··· Source ···

As cheerleaders of the outgoing Bush administration and defenders of the most rapacious layers of the financial establishment, the Wall Street Journal is no doubt bitter at the fate of the Republicans. Nevertheless, it clearly recognizes political operatives on the make when it sees them.

"These black executives see a window of opportunity for themselves," Peniel Joseph, an African American political professor from Brandeis University, told the paper. "Obama being president shatters the glass ceiling."

Obama has collected supporters among the black elite throughout his career—from the close-knit black Harvard law school alumni, his connections with the administration of Harold Washington (the first black mayor of Chicago) during his days as a community organizer, and among national politicians in the recent period. "In many ways their careers mirror that of the candidate himself," states the Journal.

"They are graduates of Ivy League and prestigious colleges and law schools. They ascended the ranks of mainstream corporate America, often accumulating great wealth in the process. They've been adept at navigating elite white precincts while retaining ties to the black community. They are also bound by the intricate social web that operates largely out of sight from whites: family connections, black law-school alumni organizations, black fraternities and sororities, as well as popular vacation spots for affluent African Americans like Martha's Vineyard."

Many are hoping for a ripple effect in career opportunities for black professionals once Obama enters the White House. "You'll see changes in Washington, D.C. where people are making decisions about who is running a news bureau, who is heading up a lobbying shop," stated Cassandra Butts, one of Obama's top advisors and a fellow black classmate at Harvard Law school. Butts is a Democratic Party insider who worked as a senior advisor to Representative Richard Gephardt of Missouri, the former Democratic minority leader in the House.

···

What you are asked to do: Summarize the passage on Obama's supporters among the black elite in two sentences.

··· Dataset rows ···

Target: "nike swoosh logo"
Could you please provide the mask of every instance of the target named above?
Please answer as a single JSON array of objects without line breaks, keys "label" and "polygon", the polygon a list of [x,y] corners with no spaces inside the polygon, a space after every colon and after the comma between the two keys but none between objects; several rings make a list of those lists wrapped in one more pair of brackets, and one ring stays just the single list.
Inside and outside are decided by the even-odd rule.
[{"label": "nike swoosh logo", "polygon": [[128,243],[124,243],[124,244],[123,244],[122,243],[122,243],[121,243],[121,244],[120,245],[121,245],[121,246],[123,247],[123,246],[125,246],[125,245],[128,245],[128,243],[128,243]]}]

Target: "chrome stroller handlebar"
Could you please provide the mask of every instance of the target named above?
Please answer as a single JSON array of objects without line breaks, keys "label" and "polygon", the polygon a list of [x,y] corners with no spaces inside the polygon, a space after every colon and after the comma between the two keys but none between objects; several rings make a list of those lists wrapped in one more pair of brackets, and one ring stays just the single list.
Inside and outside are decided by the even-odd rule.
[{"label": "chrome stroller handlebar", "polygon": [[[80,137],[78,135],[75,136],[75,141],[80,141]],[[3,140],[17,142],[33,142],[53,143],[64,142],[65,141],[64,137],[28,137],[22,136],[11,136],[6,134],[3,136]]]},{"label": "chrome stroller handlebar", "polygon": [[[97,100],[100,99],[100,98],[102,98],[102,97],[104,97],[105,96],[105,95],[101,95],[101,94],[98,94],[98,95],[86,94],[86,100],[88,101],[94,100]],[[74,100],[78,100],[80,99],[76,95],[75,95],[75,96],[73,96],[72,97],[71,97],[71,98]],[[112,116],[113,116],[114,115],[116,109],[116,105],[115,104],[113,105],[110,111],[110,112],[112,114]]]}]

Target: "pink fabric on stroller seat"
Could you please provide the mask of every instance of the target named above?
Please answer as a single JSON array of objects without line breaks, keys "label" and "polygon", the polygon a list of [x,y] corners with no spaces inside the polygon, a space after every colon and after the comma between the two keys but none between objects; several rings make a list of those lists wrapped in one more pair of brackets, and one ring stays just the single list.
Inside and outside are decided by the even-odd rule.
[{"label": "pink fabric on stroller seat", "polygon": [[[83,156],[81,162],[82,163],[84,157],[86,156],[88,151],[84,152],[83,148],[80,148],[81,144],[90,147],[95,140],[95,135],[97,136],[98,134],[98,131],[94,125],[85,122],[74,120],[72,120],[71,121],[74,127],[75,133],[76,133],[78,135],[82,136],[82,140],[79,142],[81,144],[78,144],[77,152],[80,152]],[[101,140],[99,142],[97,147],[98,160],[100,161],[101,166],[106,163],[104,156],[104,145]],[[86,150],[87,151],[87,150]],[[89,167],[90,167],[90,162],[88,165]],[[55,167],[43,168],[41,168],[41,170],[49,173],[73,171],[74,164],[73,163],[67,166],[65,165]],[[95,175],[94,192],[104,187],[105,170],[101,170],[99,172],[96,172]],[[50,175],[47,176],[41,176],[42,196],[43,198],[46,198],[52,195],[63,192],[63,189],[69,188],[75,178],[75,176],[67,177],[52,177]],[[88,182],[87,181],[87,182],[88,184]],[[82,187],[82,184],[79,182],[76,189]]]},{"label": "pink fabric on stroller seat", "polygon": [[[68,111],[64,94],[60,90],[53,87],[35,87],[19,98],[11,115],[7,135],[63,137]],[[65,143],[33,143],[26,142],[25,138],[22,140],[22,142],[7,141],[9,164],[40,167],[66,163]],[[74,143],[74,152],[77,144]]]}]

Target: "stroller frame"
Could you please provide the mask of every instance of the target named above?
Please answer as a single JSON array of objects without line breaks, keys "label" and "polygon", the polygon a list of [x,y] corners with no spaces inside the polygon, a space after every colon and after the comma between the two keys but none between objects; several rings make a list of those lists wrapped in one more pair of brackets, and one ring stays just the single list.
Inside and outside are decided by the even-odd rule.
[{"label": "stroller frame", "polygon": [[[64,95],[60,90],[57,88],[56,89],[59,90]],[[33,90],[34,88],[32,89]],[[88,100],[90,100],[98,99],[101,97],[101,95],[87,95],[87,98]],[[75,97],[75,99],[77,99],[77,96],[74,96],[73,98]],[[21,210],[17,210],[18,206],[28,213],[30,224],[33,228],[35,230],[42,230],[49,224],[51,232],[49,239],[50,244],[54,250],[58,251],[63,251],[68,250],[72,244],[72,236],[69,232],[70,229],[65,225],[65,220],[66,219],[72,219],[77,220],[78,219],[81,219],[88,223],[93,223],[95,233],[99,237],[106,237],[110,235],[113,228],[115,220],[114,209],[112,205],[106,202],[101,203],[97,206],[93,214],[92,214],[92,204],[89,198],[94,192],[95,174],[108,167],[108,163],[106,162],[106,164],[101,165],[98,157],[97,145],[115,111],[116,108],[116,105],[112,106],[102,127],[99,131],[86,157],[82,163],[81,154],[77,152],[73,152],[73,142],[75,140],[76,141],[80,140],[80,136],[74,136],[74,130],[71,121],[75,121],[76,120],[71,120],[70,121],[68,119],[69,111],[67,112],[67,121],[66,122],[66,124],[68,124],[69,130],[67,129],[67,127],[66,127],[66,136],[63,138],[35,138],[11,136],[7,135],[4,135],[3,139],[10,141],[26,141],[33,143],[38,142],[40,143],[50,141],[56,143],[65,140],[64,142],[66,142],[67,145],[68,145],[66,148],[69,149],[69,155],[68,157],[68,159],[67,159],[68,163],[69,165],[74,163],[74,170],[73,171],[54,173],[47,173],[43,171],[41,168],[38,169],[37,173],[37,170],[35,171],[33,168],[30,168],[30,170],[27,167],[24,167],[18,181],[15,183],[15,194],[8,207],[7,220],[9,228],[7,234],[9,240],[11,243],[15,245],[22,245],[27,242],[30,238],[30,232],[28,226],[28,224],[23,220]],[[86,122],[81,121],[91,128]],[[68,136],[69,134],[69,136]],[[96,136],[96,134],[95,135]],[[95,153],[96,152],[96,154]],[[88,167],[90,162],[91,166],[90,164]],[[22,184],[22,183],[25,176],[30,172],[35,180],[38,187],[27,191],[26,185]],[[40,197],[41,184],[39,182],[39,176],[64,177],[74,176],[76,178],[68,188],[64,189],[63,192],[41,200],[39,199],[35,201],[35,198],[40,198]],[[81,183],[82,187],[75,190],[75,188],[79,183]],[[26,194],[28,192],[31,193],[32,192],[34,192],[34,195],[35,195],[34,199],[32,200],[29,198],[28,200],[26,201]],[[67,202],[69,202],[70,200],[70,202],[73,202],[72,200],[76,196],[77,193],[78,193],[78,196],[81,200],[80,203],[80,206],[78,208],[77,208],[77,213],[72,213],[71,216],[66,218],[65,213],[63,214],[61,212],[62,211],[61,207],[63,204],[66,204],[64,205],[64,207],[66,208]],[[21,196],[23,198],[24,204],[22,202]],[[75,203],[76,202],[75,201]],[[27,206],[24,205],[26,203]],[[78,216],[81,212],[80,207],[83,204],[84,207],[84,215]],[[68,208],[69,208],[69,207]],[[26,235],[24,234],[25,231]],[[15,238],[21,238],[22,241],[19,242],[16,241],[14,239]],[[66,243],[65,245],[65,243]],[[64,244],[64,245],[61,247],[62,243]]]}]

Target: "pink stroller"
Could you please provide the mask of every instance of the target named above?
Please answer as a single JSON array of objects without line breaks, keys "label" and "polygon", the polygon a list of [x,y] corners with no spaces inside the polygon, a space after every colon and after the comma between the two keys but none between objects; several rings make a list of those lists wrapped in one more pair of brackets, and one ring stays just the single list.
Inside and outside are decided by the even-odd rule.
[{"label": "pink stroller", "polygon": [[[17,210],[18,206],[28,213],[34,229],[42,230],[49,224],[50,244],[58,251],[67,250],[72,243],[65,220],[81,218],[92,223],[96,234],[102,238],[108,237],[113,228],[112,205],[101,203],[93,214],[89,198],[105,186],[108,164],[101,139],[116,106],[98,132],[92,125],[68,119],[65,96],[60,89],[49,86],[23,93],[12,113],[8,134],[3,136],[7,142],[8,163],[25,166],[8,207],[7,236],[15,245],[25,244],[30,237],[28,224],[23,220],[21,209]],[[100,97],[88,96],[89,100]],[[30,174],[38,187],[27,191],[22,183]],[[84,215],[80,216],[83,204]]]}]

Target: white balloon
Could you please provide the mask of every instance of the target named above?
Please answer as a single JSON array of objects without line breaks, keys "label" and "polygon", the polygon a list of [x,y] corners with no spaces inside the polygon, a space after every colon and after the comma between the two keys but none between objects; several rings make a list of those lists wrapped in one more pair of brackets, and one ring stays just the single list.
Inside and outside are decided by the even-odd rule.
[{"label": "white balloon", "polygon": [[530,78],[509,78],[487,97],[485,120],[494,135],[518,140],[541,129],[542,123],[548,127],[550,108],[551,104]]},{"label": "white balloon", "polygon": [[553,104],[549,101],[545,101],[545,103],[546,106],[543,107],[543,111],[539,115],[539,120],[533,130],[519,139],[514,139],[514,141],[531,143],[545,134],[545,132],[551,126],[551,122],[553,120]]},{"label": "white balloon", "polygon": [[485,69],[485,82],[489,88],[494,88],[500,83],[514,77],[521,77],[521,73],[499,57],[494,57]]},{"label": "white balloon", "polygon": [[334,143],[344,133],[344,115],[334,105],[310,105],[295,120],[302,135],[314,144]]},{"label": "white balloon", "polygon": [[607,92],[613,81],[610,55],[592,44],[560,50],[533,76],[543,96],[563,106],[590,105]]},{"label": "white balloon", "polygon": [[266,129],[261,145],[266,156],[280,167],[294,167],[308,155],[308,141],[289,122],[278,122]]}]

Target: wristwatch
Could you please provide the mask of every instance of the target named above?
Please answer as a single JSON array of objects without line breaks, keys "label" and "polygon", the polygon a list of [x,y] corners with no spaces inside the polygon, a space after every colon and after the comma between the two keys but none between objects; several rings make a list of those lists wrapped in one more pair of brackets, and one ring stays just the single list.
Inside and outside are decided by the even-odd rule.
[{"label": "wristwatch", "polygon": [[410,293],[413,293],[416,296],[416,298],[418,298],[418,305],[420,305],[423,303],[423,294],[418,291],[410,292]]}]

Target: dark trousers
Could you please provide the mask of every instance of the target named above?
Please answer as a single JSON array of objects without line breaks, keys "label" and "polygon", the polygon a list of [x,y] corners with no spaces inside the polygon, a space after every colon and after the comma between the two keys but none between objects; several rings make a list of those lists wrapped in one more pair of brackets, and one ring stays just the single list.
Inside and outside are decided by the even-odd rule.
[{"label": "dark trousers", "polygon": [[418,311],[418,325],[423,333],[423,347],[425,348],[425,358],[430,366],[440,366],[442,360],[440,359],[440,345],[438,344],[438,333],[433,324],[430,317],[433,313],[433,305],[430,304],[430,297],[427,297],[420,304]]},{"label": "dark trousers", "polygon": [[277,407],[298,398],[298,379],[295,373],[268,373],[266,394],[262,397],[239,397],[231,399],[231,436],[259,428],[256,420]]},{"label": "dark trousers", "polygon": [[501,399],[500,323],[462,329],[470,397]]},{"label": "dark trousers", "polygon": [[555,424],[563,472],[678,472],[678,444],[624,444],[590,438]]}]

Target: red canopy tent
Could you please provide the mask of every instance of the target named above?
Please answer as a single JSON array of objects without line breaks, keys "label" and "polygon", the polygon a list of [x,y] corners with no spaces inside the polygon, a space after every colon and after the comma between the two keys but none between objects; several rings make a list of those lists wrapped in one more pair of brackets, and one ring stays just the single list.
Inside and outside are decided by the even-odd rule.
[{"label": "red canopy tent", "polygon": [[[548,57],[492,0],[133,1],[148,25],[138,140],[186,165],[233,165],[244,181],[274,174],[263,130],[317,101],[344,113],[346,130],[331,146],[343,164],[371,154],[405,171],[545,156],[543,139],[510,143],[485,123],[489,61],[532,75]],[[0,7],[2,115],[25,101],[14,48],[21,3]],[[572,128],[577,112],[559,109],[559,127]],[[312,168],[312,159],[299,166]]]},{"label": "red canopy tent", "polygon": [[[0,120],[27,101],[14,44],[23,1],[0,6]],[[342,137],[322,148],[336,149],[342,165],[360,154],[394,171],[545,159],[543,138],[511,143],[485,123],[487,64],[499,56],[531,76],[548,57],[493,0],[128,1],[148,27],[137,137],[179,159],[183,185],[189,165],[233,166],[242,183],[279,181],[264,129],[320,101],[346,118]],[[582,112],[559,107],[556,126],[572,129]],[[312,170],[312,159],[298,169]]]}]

···

Task result: Citing the Wall Street Journal, the passage says Obama has gathered black elite supporters throughout his career, from black Harvard Law alumni to Harold Washington's Chicago administration to national politicians, and that their careers mirror his: Ivy League schooling, wealth built in corporate America, and ties to a black social network. Many of them, including top advisor Cassandra Butts, hope his presidency will bring wider career opportunities for black professionals in Washington.